[Location identification records]
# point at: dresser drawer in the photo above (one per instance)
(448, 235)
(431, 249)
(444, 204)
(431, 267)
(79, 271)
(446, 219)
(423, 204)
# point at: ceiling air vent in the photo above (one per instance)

▶ [Work required]
Recast every line of the records above as a numbered list, leaving out any blank lines.

▶ [Complete response]
1. # point at: dresser drawer in the photo above (one per instance)
2. (448, 235)
3. (431, 249)
4. (444, 204)
5. (431, 267)
6. (79, 271)
7. (446, 219)
8. (423, 204)
9. # point at: ceiling air vent in the photo above (one per instance)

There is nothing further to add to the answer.